_What is required_
The answer is the full listing restated exactly, without any pictures.

-- Data shown follows --

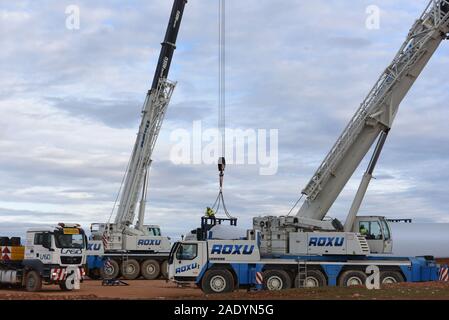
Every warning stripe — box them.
[256,272,263,284]
[102,233,109,248]
[104,258,113,269]
[1,246,12,261]
[51,268,66,281]
[58,268,65,281]
[440,266,449,282]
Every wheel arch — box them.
[22,259,45,275]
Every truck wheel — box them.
[295,270,327,288]
[263,270,292,291]
[380,271,405,284]
[339,270,367,287]
[201,269,235,294]
[121,259,141,280]
[25,271,42,292]
[160,260,169,279]
[88,269,101,280]
[141,259,160,280]
[100,259,120,279]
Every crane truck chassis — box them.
[86,233,170,281]
[168,218,439,294]
[0,223,87,292]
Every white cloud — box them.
[0,0,449,238]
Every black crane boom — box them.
[151,0,188,90]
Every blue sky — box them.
[1,0,449,238]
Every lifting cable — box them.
[218,0,226,158]
[210,0,234,219]
[108,154,133,224]
[287,194,304,217]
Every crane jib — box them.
[113,0,187,229]
[141,121,150,148]
[298,0,449,221]
[151,0,187,90]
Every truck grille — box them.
[60,256,82,265]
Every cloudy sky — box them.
[1,0,449,239]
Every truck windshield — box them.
[54,233,85,249]
[148,227,161,237]
[176,243,198,260]
[381,220,391,240]
[168,242,180,264]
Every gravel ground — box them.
[1,280,449,300]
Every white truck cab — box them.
[352,216,393,254]
[0,223,87,292]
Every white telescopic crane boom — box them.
[298,0,449,222]
[114,0,187,231]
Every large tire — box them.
[338,270,367,287]
[25,270,42,292]
[88,269,101,280]
[201,269,235,294]
[263,270,292,291]
[141,259,161,280]
[100,259,120,279]
[295,270,327,288]
[121,259,141,280]
[160,260,169,279]
[380,271,405,285]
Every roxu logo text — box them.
[137,239,161,246]
[309,237,344,247]
[210,244,255,255]
[87,243,102,251]
[176,263,199,274]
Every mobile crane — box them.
[168,0,449,293]
[88,0,187,281]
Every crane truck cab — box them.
[352,216,393,254]
[88,222,171,280]
[90,223,170,252]
[0,223,87,292]
[168,217,260,293]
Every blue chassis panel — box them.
[201,255,439,287]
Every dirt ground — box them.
[0,280,200,300]
[1,280,449,300]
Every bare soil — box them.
[1,280,449,300]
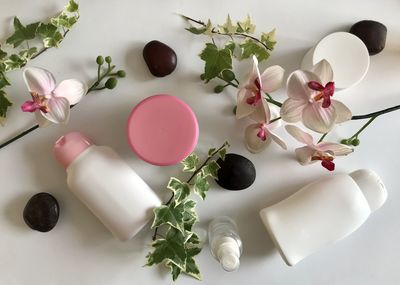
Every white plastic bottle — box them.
[53,132,161,241]
[259,169,387,266]
[208,216,243,272]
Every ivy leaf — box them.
[193,173,210,200]
[167,177,191,204]
[186,26,207,35]
[182,199,198,225]
[37,23,64,48]
[218,148,227,160]
[184,247,202,280]
[19,47,38,59]
[6,17,39,48]
[218,15,236,34]
[0,72,11,89]
[167,261,182,281]
[65,0,79,12]
[186,232,200,245]
[181,153,199,172]
[0,90,12,125]
[146,227,187,270]
[237,15,256,34]
[3,54,26,71]
[51,13,78,29]
[152,202,185,232]
[208,148,216,156]
[261,28,277,51]
[199,43,232,82]
[201,160,220,179]
[240,39,270,62]
[0,47,7,60]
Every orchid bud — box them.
[105,77,118,89]
[96,56,104,65]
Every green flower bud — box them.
[233,105,237,115]
[351,138,360,146]
[340,139,350,145]
[214,85,225,93]
[105,77,118,89]
[116,70,126,78]
[96,56,104,65]
[222,69,235,82]
[105,56,112,64]
[200,73,206,81]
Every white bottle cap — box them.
[216,237,241,272]
[350,169,388,212]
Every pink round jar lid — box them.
[127,94,199,166]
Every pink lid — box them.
[127,94,199,166]
[53,132,93,169]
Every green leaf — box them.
[240,39,270,62]
[0,47,7,60]
[152,202,185,232]
[19,47,38,59]
[51,13,78,29]
[225,41,236,54]
[37,23,64,48]
[237,15,256,34]
[186,232,200,245]
[184,247,202,280]
[0,90,12,124]
[199,43,232,82]
[218,15,236,34]
[65,0,79,12]
[6,17,39,48]
[193,173,210,200]
[261,28,277,51]
[218,148,227,160]
[166,261,182,281]
[181,153,199,172]
[0,72,11,89]
[147,227,187,270]
[186,26,207,35]
[208,148,216,156]
[182,199,198,224]
[167,177,191,204]
[3,54,26,71]
[201,160,220,179]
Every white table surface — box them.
[1,0,400,284]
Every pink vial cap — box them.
[53,132,93,169]
[127,94,199,166]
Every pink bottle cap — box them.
[53,132,93,169]
[127,94,199,166]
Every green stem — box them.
[265,97,282,108]
[269,116,281,124]
[318,133,327,143]
[217,75,238,88]
[348,116,377,140]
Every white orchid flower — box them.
[285,125,353,171]
[236,55,284,122]
[280,60,352,134]
[245,100,287,153]
[21,67,87,127]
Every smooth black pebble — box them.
[350,20,387,55]
[216,153,256,191]
[23,192,59,232]
[143,40,177,77]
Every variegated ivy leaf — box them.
[3,54,26,72]
[240,39,270,62]
[152,201,185,232]
[6,17,40,48]
[65,0,79,13]
[182,199,198,225]
[261,28,277,51]
[0,72,10,89]
[208,147,216,156]
[19,47,38,60]
[201,160,220,179]
[193,173,210,200]
[218,15,236,34]
[0,90,12,125]
[167,177,191,204]
[218,148,227,161]
[237,15,256,34]
[184,247,202,280]
[146,227,187,270]
[51,12,78,29]
[0,47,7,60]
[200,43,232,82]
[37,23,64,48]
[181,153,199,172]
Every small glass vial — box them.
[208,216,243,272]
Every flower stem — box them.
[318,133,327,143]
[347,116,377,141]
[217,75,238,88]
[269,116,281,123]
[351,104,400,120]
[152,142,227,241]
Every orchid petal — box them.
[53,79,87,105]
[280,98,308,123]
[35,111,51,128]
[42,97,70,124]
[311,59,334,85]
[236,88,256,119]
[287,70,320,101]
[245,123,271,153]
[249,98,270,123]
[294,145,316,165]
[331,100,352,123]
[269,131,287,150]
[267,105,282,129]
[285,124,314,145]
[302,102,337,133]
[317,142,353,156]
[260,65,284,93]
[23,67,56,95]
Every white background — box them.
[1,0,400,284]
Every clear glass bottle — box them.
[208,216,243,272]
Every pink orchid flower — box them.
[245,99,287,153]
[285,125,353,171]
[236,55,284,122]
[280,60,352,134]
[21,67,87,127]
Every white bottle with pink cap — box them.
[53,132,161,241]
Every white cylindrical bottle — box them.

-- Data shown concluded --

_Problem solution_
Every warning stripe — box them.
[256,272,263,284]
[102,233,109,248]
[104,258,113,269]
[1,246,12,261]
[51,268,66,281]
[58,268,65,281]
[440,266,449,282]
Every wheel arch — box them.
[22,259,45,275]
Every truck wheel — box them.
[295,270,327,288]
[263,270,292,291]
[380,271,405,284]
[339,270,367,287]
[201,269,235,294]
[121,259,141,280]
[25,271,42,292]
[160,260,169,279]
[88,269,101,280]
[141,259,160,280]
[100,259,120,279]
Every crane truck chassis — box them.
[86,233,170,281]
[168,218,439,294]
[0,223,87,292]
Every white cloud — box them.
[0,0,449,238]
Every black crane boom — box them.
[151,0,188,90]
Every blue sky — box them.
[1,0,449,238]
Every lifting cable — box them.
[218,0,226,158]
[210,0,234,219]
[108,154,133,224]
[287,194,304,217]
Every crane jib — box them.
[113,0,187,229]
[141,121,150,148]
[298,0,449,221]
[151,0,187,90]
Every truck grille — box them.
[60,256,82,265]
Every cloudy sky — box them.
[1,0,449,239]
Every truck windshield — box them.
[54,233,85,249]
[148,227,161,237]
[176,243,198,260]
[381,220,391,240]
[168,242,180,264]
Every gravel ground — box them.
[1,280,449,300]
Every white truck cab — box them.
[352,216,393,254]
[0,223,87,292]
Every white telescopic crane boom — box them.
[298,0,449,222]
[114,0,187,231]
Every large tire — box them.
[338,270,367,287]
[25,270,42,292]
[88,269,101,280]
[201,269,235,294]
[263,270,292,291]
[141,259,161,280]
[100,259,120,279]
[295,270,327,288]
[121,259,141,280]
[160,260,169,279]
[380,271,405,285]
Every roxu logo text — box them.
[137,239,161,246]
[309,237,344,247]
[210,244,255,255]
[87,243,102,251]
[176,263,199,274]
Every mobile crane — box them.
[168,0,449,293]
[88,0,187,281]
Every crane truck cab — box them.
[352,216,393,254]
[88,222,171,280]
[90,223,170,252]
[0,223,87,292]
[168,217,260,293]
Every blue chassis panel — box them.
[201,255,439,287]
Every dirt ground — box them.
[0,280,200,300]
[1,280,449,300]
Every bare soil — box them.
[1,280,449,300]
Every white plastic bottle — box them.
[53,132,161,241]
[259,169,387,266]
[208,216,243,272]
Every ivy leaf — box them.
[193,173,210,200]
[167,177,191,204]
[186,26,207,35]
[182,199,198,225]
[37,23,64,48]
[218,148,227,160]
[184,247,202,280]
[19,47,38,59]
[6,17,39,48]
[218,15,236,34]
[0,72,11,89]
[167,261,182,281]
[65,0,79,12]
[186,232,200,245]
[181,153,199,172]
[0,90,12,125]
[146,227,187,270]
[237,15,256,34]
[3,54,26,71]
[51,13,78,29]
[152,202,185,232]
[208,148,216,156]
[261,28,277,51]
[199,43,232,82]
[201,160,220,179]
[240,39,270,62]
[0,47,7,60]
Every orchid bud — box them.
[105,77,118,89]
[96,56,104,65]
Every green flower bud — box them.
[233,105,237,115]
[351,138,360,146]
[340,139,350,145]
[214,85,225,93]
[105,77,118,89]
[116,70,126,78]
[96,56,104,65]
[222,69,235,82]
[105,56,112,64]
[200,73,206,81]
Every white bottle cap — box them.
[216,237,241,272]
[350,169,388,212]
Every pink round jar lid — box them.
[127,94,199,166]
Every pink lid — box them.
[127,94,199,166]
[53,132,93,169]
Every green leaf — box them.
[240,39,270,62]
[0,47,7,60]
[152,202,185,232]
[19,47,38,59]
[51,13,78,29]
[225,41,236,54]
[37,23,64,48]
[237,15,256,34]
[186,232,200,245]
[184,247,202,280]
[0,90,12,124]
[199,43,232,82]
[218,15,236,34]
[65,0,79,12]
[6,17,39,48]
[193,173,210,200]
[261,28,277,51]
[218,148,227,160]
[166,261,182,281]
[181,153,199,172]
[0,72,11,89]
[147,227,187,270]
[186,26,207,35]
[208,148,216,156]
[182,199,198,224]
[167,177,191,204]
[3,54,26,71]
[201,160,220,179]
Every white table surface — box them.
[1,0,400,284]
Every pink vial cap — box them.
[53,132,93,169]
[127,94,199,166]
Every pink bottle cap — box them.
[53,132,93,169]
[127,94,199,166]
Every green stem — box them.
[265,97,282,108]
[269,116,281,124]
[318,133,327,143]
[217,75,238,88]
[348,116,377,140]
Every white orchid flower — box them.
[285,125,353,171]
[236,55,284,122]
[280,60,352,134]
[245,100,287,153]
[21,67,87,127]
Every smooth black pebble — box them.
[350,20,387,55]
[216,153,256,191]
[23,192,59,232]
[143,40,177,77]
Every variegated ivy leaf — box them.
[3,54,26,72]
[240,39,270,62]
[152,201,185,232]
[6,17,40,48]
[65,0,79,13]
[182,199,198,225]
[261,28,277,51]
[0,72,10,89]
[208,147,216,156]
[19,47,38,60]
[201,160,220,179]
[193,173,210,200]
[218,15,236,34]
[0,90,12,125]
[167,177,191,204]
[218,148,227,161]
[237,15,256,34]
[184,247,202,280]
[146,227,187,270]
[51,12,78,29]
[0,47,7,60]
[200,43,232,82]
[37,23,64,48]
[181,153,199,172]
Every small glass vial — box them.
[208,216,243,272]
Every flower stem — box them.
[318,133,327,143]
[347,116,377,141]
[217,75,238,88]
[269,116,281,123]
[351,104,400,120]
[152,142,227,241]
Every orchid petal — box them.
[53,79,87,105]
[280,98,308,123]
[35,111,51,128]
[42,97,70,124]
[311,59,334,85]
[236,88,256,119]
[287,70,320,101]
[245,123,271,153]
[249,98,270,123]
[294,145,316,165]
[331,100,352,123]
[269,131,287,150]
[267,105,282,129]
[285,124,314,145]
[302,102,337,133]
[317,142,353,156]
[260,65,284,93]
[23,67,56,95]
Every white background — box them.
[1,0,400,284]
Every clear glass bottle — box them.
[208,216,243,272]
Every pink orchid flower — box them.
[245,99,287,153]
[285,125,353,171]
[236,55,284,122]
[280,60,352,134]
[21,67,87,127]
Every white bottle with pink cap — box them.
[53,132,161,241]
Every white cylindrical bottle — box them.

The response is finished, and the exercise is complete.